Excerpted records:
***
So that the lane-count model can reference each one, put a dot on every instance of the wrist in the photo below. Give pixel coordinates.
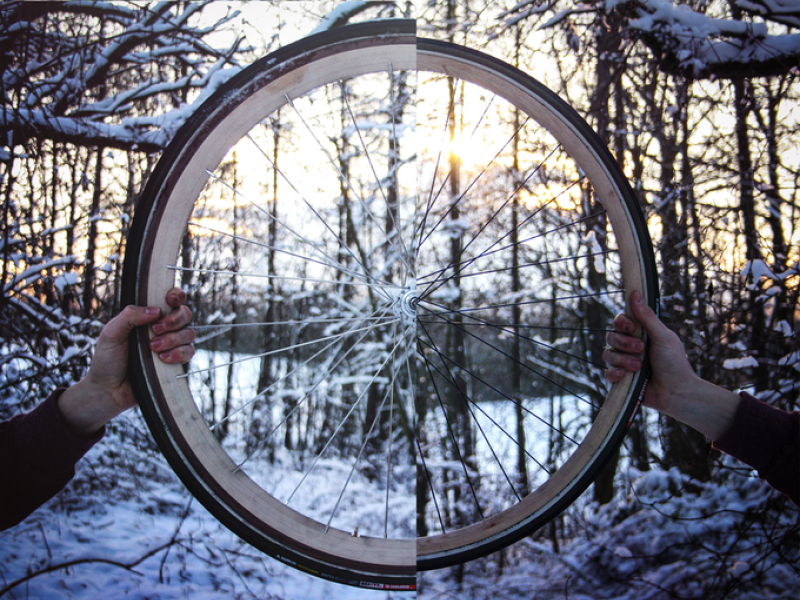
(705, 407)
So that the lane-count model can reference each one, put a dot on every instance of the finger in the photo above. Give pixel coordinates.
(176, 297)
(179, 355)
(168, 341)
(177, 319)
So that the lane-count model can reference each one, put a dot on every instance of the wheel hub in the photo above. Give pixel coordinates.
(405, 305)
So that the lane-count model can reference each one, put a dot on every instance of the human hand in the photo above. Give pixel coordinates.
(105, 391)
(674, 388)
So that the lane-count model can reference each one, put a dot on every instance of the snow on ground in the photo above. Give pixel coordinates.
***
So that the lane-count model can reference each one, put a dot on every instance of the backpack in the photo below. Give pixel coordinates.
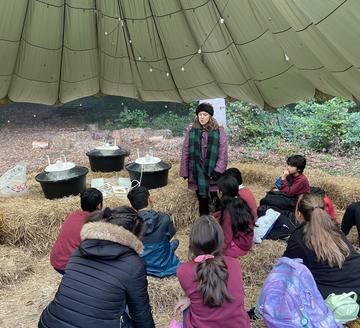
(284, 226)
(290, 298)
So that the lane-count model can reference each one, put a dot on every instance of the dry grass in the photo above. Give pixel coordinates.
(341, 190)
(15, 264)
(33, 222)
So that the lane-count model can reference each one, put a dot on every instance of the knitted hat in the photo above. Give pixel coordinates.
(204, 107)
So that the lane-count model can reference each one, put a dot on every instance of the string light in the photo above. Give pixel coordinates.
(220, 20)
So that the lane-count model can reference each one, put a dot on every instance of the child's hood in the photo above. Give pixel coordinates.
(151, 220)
***
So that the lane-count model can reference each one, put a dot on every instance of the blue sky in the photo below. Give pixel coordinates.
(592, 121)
***
Task directions: Everything from the line above that contains "wrist in the photo below. Give pixel coordinates." down to the line that contains "ground in the photo above. Give pixel coordinates." must be reproduced exactly, both ends included. Omit the pictures.

Reply:
So that the lane-count model can reference each one, put a dot on every instance of the wrist in the photo below. Give pixel coordinates.
(705, 407)
So that the lane-count model can reference each one, put a dot on every instance of the finger in the photo above. Give pixel coordinates.
(176, 297)
(179, 355)
(168, 341)
(177, 319)
So that the lane-count model can reference each one, put a dot on every instance of the wheel hub in the photo above. Give pixel coordinates.
(405, 305)
So that the lane-count model can reference each one, put a dot on every instance of the human hand in the photo above. Give pixel coordinates.
(105, 391)
(674, 388)
So that the lane-count model can reference each one, put a dot on every instance of the snow on ground in the photo above. Give pixel coordinates.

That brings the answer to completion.